__OBJECTIVE__. Copy out every one of the lines below word for word, leaving out the pictures.

__INPUT ROWS__.

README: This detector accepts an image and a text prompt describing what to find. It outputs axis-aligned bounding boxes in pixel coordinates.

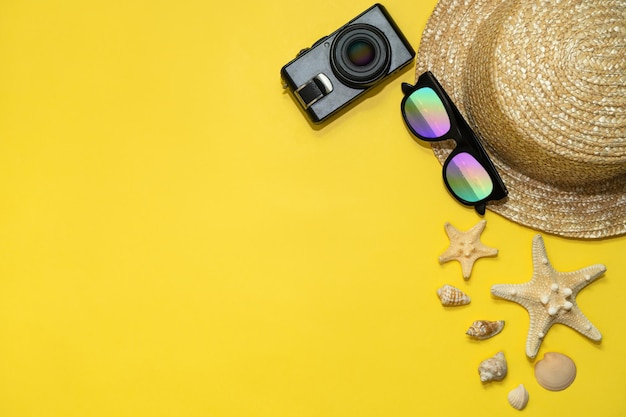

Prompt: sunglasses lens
[404,87,450,139]
[445,152,493,203]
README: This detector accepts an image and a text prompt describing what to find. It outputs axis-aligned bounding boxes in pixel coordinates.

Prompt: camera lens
[330,23,391,88]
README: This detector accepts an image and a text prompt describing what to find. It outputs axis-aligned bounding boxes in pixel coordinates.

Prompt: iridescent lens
[348,40,375,67]
[445,152,493,203]
[404,87,450,138]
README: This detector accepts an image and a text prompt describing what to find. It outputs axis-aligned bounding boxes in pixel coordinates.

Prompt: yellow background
[0,0,626,417]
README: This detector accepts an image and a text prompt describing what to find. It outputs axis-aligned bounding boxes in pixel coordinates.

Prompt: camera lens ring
[330,23,391,88]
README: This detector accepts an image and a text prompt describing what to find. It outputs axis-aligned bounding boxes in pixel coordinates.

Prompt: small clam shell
[508,384,528,410]
[437,284,470,306]
[478,352,507,382]
[535,352,576,391]
[465,320,504,340]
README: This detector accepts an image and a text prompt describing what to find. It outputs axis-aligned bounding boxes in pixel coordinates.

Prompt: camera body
[280,4,415,123]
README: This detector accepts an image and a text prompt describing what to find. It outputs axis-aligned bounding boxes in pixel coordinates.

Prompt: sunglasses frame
[400,71,508,215]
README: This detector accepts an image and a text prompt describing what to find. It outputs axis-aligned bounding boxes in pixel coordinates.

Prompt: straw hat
[416,0,626,238]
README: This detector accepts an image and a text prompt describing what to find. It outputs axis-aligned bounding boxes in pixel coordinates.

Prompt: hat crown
[462,0,626,187]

__THE SOLUTION__.
README: This detector accepts an image and a text prompt describing what to find. It outputs axis-aligned bounding boxes in pixel coordinates.


Prompt: sunglasses lens
[404,87,450,139]
[445,152,493,203]
README: This detector accepts an image and a text prompt describing what to find. It outputs axis-aligned bounding boxes in pixel coordinates.

Prompt: camera lens
[330,23,391,88]
README: This detector accepts an image and a text prompt describing what to find. It outputs axis-aligned bounding boxes in pixel coordinates.

Prompt: iridescent lens
[348,40,375,67]
[445,152,493,203]
[404,87,450,138]
README: This detector accepts an image and a text prompt describing what to find. It outputs axis-aligned bounding boxes in pixel coordinates.

Prompt: yellow background
[0,0,626,417]
README: This detector accepts an image and a text prompt describing what to find. It outputs axis-aligned bounding boxes in pixel coordinates.

Prompt: camera lens ring
[330,23,391,88]
README: This detector accepts an image and a text prompt describing what to find. It outputs axis-aligned bounding boxes in pixel coordinates.

Prompt: small clam shell
[508,384,528,410]
[437,284,470,306]
[478,352,507,382]
[535,352,576,391]
[465,320,504,340]
README: This detector accepts an image and a text prompt describing what to find. It outputs axis-aligned bounding boxes in pixel coordinates.

Prompt: camera body
[280,4,415,123]
README: This detector accepts an image and a text prompt describing what to find. It outputs axis-aligned bounding boxes in pixel coordinates.

Prompt: sunglasses frame
[400,71,508,215]
README: This detector accepts an image and a text prompt describing what to find. It outputs axis-aligned bounding boxes in pixel coordinates.

Prompt: straw hat
[416,0,626,238]
README: This detector accepts an image and a text prompt describing what to find. It outputs axis-aligned bounding boxes in pixel coordinates.

Prompt: hat crown
[462,0,626,187]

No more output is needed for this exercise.